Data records
— begin —
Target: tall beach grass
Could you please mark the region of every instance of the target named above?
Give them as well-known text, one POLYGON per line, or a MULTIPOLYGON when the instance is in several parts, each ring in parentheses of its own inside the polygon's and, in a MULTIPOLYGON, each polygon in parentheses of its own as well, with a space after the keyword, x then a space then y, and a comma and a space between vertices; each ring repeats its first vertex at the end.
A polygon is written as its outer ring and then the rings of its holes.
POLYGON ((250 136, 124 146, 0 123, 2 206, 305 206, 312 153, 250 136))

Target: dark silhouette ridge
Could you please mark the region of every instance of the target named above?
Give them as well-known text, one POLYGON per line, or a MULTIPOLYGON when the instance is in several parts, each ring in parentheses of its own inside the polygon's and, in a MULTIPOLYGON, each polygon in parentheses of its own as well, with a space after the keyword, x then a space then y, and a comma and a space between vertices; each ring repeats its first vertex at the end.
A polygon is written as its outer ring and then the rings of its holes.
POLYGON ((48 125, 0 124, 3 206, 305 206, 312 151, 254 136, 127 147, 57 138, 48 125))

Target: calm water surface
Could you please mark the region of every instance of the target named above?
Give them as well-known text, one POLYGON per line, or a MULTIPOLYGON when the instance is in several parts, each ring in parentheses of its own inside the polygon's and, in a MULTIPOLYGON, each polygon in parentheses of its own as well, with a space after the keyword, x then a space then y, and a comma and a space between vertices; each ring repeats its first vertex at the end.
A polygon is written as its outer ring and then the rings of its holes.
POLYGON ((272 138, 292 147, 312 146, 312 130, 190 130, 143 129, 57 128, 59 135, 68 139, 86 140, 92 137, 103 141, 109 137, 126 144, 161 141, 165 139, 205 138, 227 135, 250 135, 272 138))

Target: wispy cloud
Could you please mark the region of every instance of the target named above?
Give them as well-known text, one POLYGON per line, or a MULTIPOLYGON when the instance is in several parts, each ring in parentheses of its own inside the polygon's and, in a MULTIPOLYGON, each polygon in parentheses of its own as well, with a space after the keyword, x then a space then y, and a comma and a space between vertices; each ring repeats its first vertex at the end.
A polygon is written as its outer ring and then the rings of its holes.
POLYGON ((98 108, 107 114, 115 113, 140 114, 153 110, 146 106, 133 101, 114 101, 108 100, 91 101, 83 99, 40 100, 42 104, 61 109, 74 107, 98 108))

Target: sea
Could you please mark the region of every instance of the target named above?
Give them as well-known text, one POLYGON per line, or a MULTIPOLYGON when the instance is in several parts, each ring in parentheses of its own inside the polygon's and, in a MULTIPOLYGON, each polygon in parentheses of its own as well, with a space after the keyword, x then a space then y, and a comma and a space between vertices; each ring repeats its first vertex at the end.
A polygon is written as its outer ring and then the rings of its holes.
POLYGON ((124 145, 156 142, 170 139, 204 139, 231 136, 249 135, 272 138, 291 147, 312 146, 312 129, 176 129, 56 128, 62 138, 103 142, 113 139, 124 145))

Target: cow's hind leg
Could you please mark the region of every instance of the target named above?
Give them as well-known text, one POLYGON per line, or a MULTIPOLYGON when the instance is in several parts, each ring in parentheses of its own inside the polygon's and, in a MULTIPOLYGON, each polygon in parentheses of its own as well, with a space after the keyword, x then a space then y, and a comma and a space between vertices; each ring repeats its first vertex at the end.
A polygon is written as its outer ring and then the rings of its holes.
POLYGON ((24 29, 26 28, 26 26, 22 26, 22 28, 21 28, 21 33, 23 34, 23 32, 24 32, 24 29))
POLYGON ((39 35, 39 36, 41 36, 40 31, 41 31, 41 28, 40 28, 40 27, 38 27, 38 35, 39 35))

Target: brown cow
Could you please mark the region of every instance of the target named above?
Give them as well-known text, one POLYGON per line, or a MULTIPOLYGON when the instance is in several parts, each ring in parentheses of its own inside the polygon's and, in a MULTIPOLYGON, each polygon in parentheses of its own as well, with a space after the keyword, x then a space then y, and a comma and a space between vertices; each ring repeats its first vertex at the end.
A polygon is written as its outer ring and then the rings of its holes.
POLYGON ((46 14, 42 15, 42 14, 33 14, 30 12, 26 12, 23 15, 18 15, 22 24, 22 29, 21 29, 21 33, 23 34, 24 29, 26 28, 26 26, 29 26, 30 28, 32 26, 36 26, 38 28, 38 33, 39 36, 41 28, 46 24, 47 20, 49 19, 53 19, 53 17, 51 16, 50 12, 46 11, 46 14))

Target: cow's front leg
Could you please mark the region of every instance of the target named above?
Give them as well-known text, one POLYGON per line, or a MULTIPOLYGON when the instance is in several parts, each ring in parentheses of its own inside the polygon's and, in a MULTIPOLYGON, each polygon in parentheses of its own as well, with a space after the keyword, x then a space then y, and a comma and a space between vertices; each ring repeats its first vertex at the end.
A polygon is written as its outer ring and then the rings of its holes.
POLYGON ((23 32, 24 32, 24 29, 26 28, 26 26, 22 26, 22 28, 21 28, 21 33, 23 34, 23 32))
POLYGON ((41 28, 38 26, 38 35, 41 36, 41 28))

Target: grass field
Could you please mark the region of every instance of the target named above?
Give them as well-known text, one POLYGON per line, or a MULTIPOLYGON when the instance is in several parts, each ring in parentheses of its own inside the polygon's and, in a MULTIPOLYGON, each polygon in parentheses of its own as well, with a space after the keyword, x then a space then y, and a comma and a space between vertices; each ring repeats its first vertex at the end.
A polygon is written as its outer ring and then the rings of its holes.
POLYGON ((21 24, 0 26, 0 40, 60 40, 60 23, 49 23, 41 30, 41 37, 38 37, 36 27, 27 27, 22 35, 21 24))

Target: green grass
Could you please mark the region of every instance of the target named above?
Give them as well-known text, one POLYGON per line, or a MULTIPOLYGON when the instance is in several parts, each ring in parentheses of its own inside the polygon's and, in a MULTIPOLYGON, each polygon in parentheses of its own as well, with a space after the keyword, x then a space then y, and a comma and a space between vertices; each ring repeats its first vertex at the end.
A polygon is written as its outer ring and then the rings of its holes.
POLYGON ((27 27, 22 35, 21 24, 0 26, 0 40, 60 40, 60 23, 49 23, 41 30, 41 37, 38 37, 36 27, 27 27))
— end —
* **STATED TASK**
Reproduce the material from its start up to and including the line containing "POLYGON ((48 125, 0", swapping each "well-known text" for "WKT notation" and changing nothing else.

* **RESULT OF THE EXERCISE**
Target: tall beach grass
Could you please mark the region of every instance of the target named above?
Give them as WKT notation, one POLYGON per line, or a MULTIPOLYGON when the instance is in several parts, each ring in parentheses of its own inside the polygon's and, in a MULTIPOLYGON, each polygon in parentheses of its own as well, with a space after the keyword, x then a space then y, and a comma and a space between vertices; each ring repeats its first vertex at the end.
A polygon is written as its outer ring and then the rings of its holes.
POLYGON ((250 136, 124 146, 0 123, 2 206, 305 206, 312 153, 250 136))

Target: dark silhouette ridge
Could you please mark the region of every instance of the target named above?
Give them as WKT notation, one POLYGON per line, or a MULTIPOLYGON when the instance is in several parts, each ring in parentheses of its own inside the polygon's and, in a MULTIPOLYGON, each polygon in parentheses of its own as well, with a space after the keyword, x then a space then y, and a comma and a space between vertices; each ring repeats its first vertex at the end.
A polygon is written as its outer ring and then the rings of its holes.
POLYGON ((48 125, 0 124, 3 206, 305 206, 312 151, 254 136, 127 147, 57 138, 48 125))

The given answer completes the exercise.